Task to carry out: Copy out exactly every line from the line containing "of the recessed" until the records below end, inclusive of both boundary lines.

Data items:
- Opening Delimiter -
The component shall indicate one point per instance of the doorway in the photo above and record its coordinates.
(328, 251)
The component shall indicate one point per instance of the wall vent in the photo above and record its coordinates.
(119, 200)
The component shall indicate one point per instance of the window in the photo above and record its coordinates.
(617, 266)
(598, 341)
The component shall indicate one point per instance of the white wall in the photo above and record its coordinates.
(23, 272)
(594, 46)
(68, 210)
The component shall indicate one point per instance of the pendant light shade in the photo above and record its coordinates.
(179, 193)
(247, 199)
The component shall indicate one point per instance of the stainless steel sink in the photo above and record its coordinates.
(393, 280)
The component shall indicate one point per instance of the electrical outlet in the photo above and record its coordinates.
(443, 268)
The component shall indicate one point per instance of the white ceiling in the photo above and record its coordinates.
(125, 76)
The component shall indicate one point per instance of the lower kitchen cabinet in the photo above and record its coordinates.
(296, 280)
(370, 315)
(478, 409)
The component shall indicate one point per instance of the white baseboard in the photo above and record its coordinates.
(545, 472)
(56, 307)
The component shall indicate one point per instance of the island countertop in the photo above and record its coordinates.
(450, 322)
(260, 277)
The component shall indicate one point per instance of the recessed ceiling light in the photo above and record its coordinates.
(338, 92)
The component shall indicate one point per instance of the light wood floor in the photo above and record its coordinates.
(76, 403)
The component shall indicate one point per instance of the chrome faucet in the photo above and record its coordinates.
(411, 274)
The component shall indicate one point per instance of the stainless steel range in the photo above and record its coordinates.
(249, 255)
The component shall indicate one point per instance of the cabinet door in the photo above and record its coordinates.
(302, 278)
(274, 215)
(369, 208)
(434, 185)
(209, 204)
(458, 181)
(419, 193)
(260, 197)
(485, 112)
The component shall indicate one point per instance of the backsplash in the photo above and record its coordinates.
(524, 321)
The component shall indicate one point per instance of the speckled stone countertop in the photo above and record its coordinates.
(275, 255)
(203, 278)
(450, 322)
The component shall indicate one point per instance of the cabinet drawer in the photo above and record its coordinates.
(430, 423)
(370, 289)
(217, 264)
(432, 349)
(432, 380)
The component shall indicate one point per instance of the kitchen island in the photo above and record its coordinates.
- Closing Delimiter -
Response box:
The component shall indicate one point per instance of the recessed ceiling light in the photo above and record its coordinates.
(338, 92)
The component shall indicate one point per instance of the light wood floor in the photo above and record its coordinates.
(76, 403)
The component shall indicate one point per instance of the chrome faucet in the photo above and record its coordinates.
(411, 274)
The component shall indicate one point per instance of the stainless steel range in the photo above and record its coordinates.
(249, 255)
The component shall indicate one point per instance of the cabinet door in the photo above and record its coordinates.
(302, 278)
(274, 215)
(369, 208)
(434, 185)
(209, 204)
(458, 181)
(419, 193)
(260, 197)
(485, 112)
The component shall indicate one point per instance of the backsplash in the photo above and record its coordinates.
(524, 321)
The component shall indicate one point per instance of the speckled stone countertop in the photo above and record its coordinates.
(275, 255)
(203, 278)
(450, 322)
The component shall indicate one point per instance of the cabinet drawer in the photo above and record its coordinates.
(430, 423)
(370, 289)
(217, 264)
(432, 349)
(432, 380)
The component shall indicate one point per instance of the kitchen island in the photo above and record its coordinates.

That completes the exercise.